[Data extracted from a collection]
_ _ _ _

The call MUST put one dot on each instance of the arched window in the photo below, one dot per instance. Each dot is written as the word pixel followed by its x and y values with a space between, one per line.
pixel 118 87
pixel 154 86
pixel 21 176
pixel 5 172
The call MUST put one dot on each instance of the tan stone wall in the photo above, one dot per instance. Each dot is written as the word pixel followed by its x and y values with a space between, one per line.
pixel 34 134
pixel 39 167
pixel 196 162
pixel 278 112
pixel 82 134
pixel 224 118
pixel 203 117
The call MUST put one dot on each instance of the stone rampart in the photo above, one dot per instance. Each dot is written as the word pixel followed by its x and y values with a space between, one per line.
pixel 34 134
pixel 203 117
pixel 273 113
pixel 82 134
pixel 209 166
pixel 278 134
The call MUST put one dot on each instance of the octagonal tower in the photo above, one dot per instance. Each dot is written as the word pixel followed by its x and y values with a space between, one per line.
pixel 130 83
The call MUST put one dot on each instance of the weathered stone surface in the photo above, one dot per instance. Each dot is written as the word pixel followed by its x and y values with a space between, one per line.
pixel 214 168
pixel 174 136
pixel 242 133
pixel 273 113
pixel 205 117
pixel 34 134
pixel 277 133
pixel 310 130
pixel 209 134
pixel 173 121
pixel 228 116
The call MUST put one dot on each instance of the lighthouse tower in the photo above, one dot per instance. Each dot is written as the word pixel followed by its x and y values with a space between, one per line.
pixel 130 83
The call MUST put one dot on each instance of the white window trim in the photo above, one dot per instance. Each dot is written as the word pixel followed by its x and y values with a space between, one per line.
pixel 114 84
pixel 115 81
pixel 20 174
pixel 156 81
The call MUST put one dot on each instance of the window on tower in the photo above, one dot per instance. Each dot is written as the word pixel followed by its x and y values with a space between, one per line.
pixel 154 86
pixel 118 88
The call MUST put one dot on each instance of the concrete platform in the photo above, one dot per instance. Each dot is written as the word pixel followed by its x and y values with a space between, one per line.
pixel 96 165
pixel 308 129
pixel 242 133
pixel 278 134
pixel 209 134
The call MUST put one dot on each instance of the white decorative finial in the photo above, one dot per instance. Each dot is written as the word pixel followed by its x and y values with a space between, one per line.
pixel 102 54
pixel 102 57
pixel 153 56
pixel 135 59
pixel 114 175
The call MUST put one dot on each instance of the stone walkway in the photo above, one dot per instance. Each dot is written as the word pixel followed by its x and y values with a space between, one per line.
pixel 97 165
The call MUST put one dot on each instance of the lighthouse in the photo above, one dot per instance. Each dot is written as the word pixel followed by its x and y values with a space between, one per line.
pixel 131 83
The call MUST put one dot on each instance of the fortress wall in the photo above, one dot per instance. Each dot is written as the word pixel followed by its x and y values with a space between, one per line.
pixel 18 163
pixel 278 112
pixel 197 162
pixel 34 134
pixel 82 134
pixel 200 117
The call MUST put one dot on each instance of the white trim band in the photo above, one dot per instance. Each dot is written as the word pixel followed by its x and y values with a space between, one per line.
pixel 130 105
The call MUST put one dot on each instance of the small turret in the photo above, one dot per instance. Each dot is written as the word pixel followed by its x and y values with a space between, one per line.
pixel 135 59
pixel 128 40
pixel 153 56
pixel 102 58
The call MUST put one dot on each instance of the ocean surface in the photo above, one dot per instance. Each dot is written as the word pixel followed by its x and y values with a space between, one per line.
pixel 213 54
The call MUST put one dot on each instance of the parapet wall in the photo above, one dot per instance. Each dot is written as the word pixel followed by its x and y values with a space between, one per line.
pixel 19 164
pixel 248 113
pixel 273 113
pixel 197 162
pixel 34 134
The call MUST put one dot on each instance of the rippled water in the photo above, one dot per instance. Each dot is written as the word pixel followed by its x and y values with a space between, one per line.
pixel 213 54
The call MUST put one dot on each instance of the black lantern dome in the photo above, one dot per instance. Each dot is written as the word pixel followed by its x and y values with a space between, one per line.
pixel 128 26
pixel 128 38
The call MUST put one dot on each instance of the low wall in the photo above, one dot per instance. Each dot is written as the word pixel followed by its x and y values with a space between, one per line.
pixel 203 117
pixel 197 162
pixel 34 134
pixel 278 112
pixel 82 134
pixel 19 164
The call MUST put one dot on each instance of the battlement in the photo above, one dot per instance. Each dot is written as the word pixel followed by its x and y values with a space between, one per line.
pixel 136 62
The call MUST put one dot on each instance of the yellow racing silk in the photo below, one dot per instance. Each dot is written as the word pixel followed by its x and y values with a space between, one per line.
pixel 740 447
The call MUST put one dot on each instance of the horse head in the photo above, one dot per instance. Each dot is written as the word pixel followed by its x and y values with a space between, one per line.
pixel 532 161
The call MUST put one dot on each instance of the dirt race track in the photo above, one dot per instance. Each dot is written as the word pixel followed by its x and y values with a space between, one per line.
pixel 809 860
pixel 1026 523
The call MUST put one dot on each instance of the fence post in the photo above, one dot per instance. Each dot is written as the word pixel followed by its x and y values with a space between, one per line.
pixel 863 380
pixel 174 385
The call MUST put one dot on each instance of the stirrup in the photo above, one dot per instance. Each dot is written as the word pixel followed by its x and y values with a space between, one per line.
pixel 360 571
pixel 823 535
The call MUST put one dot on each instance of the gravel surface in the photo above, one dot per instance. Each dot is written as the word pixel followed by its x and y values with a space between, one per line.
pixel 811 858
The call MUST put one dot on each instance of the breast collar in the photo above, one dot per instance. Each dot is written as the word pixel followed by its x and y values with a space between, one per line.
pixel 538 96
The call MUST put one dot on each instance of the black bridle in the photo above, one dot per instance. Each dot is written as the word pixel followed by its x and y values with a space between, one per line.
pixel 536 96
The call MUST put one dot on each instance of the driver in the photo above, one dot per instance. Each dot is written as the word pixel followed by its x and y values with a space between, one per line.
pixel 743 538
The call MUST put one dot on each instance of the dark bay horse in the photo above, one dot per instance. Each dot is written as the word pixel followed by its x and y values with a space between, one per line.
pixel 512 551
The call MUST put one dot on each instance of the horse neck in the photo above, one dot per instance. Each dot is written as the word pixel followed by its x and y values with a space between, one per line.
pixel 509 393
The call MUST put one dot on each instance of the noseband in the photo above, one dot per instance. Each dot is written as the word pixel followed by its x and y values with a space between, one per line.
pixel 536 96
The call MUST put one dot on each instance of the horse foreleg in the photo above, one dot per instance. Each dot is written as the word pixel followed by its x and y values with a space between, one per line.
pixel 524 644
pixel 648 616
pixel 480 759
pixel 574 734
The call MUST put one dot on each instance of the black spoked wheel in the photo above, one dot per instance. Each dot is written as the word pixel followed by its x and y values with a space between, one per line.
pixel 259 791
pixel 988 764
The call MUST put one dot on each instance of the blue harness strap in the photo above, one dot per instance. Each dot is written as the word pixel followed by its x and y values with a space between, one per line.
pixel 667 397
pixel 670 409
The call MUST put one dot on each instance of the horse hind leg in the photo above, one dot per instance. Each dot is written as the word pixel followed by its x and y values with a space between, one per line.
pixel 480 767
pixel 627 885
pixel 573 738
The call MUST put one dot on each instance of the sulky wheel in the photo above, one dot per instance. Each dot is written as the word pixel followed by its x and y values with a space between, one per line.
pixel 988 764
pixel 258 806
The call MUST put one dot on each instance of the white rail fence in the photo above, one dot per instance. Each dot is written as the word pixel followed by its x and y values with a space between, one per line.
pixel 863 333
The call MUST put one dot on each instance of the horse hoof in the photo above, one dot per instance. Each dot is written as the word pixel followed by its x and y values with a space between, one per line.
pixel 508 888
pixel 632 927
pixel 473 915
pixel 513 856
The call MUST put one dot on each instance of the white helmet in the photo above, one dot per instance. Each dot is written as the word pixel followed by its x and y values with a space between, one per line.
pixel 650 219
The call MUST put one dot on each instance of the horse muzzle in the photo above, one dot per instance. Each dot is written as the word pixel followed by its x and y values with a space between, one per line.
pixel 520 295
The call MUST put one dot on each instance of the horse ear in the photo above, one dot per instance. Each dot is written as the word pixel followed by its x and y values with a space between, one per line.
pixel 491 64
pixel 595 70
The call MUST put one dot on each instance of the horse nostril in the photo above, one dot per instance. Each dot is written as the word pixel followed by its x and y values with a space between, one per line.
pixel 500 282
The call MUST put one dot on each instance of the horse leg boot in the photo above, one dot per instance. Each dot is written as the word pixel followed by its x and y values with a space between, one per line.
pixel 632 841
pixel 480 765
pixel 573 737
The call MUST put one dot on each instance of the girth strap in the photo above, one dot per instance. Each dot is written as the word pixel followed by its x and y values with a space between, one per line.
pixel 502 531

_ _ _ _

▶ **Work to be completed**:
Only the line containing "the horse leg" and the lines after it, through the end of the data, should be copied, exactly as they are.

▶ **Answer to this task**:
The call MUST put one dot on each instance of the horse leg boot in the photo above, one dot per instance. Each dot is written as the word pixel followed by its x and y values with a space between, one per line.
pixel 632 841
pixel 480 765
pixel 573 737
The call MUST put one dot on each instance of the girth strap in the photo above, one dot per instance. Each dot is written as the word pixel followed by its x and y values with a space between, one per line.
pixel 502 531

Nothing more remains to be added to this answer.